● INSTRUCTIONS TO FOLLOW
Add 119 to each coordinate given as an answer in the listing below, and write out the whole listing again with that change. Leave every other number as it is.
★ ★ ★ ★ ★
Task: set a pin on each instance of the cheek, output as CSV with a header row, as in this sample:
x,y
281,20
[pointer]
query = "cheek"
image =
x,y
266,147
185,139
★ ★ ★ ★ ★
● EXERCISE RESULT
Task: set a pin on each instance of the cheek, output as CSV with a header row, as in this sample:
x,y
281,20
[pointer]
query = "cheek"
image =
x,y
385,266
304,258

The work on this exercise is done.